| WORK INSTRUCTIONS |
Find each line in the rows below that contains the word "negative", and copy all of those lines in full. Matching is case-sensitive.

(Stored items)

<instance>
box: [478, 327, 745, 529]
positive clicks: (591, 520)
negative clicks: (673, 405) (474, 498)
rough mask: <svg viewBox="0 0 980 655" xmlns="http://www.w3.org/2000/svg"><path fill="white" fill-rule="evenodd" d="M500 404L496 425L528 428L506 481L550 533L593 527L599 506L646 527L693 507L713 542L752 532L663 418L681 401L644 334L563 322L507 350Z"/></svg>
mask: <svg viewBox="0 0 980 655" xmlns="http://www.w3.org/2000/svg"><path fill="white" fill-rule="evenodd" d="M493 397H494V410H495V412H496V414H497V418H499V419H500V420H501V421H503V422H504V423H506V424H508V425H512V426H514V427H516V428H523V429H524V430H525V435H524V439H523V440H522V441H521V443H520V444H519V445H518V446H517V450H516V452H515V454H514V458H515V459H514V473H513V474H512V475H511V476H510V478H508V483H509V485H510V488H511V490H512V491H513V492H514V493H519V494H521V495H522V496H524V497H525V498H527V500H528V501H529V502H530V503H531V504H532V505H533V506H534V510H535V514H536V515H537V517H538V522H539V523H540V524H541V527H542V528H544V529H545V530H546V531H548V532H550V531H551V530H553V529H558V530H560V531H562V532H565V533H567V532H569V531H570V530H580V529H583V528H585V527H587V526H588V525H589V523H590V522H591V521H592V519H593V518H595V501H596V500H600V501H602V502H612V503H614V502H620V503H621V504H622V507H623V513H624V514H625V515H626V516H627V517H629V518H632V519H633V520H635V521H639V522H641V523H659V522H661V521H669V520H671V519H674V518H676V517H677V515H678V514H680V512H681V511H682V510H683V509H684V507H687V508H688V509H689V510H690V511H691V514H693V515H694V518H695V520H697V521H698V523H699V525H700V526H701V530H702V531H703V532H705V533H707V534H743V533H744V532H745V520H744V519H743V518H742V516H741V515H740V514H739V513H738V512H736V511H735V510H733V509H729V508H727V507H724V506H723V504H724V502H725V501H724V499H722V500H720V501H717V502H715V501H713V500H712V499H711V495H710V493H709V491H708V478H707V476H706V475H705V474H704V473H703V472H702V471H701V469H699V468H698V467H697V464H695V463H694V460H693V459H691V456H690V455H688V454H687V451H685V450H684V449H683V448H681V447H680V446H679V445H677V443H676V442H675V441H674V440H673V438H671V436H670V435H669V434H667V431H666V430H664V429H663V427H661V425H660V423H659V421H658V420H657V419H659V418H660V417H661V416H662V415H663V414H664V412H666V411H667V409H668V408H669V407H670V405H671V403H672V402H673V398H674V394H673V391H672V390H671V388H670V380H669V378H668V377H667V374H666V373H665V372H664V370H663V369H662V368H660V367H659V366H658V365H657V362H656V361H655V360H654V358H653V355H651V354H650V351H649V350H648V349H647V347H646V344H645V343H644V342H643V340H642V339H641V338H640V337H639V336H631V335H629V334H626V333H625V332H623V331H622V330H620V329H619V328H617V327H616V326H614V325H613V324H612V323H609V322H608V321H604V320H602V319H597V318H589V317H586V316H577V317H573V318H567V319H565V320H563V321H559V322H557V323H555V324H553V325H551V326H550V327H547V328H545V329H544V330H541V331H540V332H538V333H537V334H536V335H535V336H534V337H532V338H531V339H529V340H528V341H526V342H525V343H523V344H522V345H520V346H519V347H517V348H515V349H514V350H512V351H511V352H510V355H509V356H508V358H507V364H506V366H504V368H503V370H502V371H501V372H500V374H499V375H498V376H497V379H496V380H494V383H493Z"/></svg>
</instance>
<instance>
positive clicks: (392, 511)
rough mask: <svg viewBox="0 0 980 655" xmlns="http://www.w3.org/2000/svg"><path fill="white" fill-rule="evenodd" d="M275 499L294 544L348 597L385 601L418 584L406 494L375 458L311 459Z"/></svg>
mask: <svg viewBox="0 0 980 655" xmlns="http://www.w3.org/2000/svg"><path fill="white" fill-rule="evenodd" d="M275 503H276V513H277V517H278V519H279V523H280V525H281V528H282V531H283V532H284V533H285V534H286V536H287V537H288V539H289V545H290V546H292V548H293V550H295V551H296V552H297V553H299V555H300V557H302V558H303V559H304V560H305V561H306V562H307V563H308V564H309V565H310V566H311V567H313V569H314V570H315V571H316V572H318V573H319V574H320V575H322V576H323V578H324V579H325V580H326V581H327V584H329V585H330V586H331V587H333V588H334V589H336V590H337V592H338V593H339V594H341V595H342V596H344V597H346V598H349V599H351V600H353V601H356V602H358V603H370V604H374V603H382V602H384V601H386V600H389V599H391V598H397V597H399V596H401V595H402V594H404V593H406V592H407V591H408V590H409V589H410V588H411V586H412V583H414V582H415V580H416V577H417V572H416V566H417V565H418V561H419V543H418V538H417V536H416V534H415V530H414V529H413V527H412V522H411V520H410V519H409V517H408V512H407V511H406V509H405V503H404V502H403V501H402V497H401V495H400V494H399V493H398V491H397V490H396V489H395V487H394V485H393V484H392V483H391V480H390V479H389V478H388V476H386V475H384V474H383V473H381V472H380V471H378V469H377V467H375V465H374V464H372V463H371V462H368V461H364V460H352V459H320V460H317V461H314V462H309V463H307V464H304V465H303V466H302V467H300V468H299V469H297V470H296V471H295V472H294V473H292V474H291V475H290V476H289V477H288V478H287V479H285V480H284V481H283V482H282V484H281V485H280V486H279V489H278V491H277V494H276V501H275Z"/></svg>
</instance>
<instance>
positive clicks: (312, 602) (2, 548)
* * *
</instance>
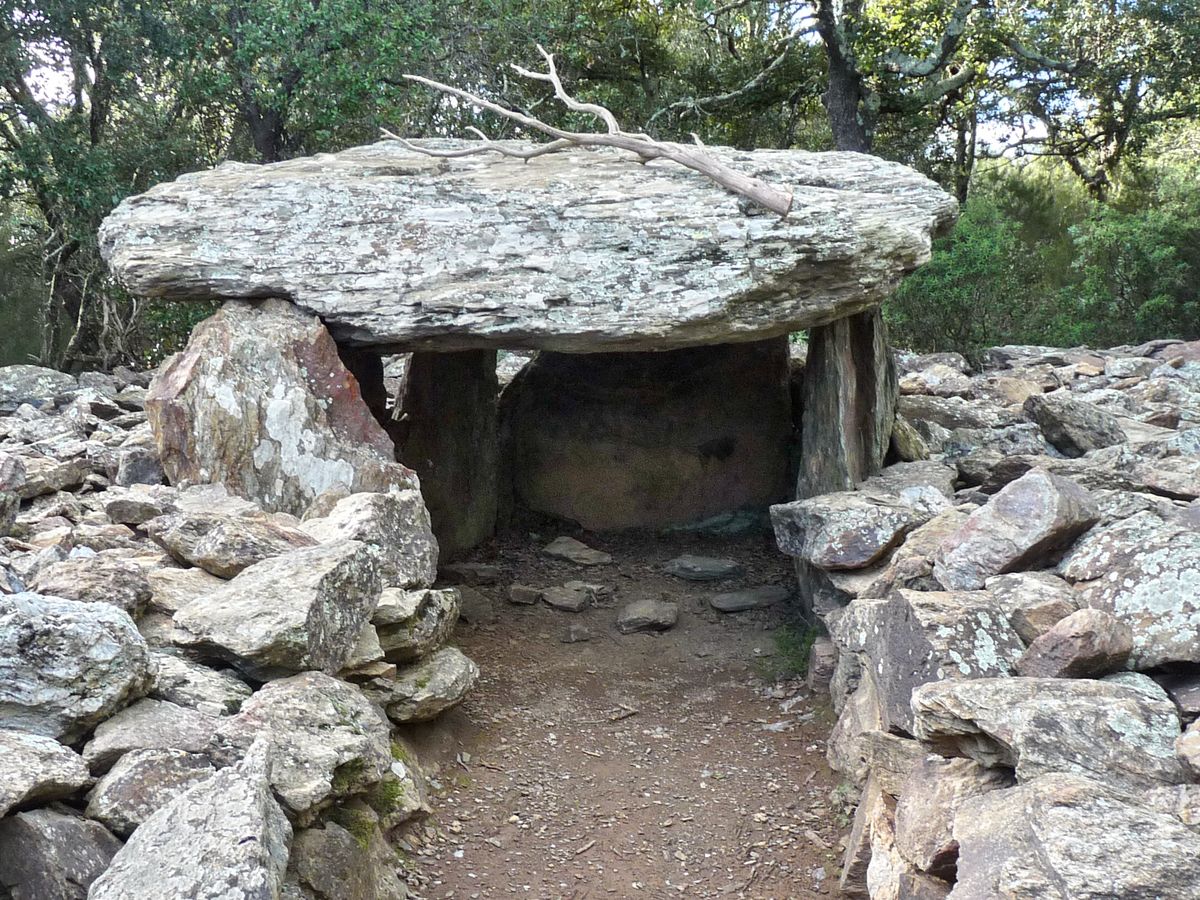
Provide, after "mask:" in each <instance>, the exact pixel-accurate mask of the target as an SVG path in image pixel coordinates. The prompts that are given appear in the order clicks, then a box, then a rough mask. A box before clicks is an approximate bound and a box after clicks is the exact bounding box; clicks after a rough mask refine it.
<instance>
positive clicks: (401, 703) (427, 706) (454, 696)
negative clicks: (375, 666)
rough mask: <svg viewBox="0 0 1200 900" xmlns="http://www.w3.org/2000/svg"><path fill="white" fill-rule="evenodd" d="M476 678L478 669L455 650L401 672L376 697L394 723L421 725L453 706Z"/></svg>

| YOUR RESPONSE |
negative clicks: (673, 405) (474, 498)
negative clicks: (375, 666)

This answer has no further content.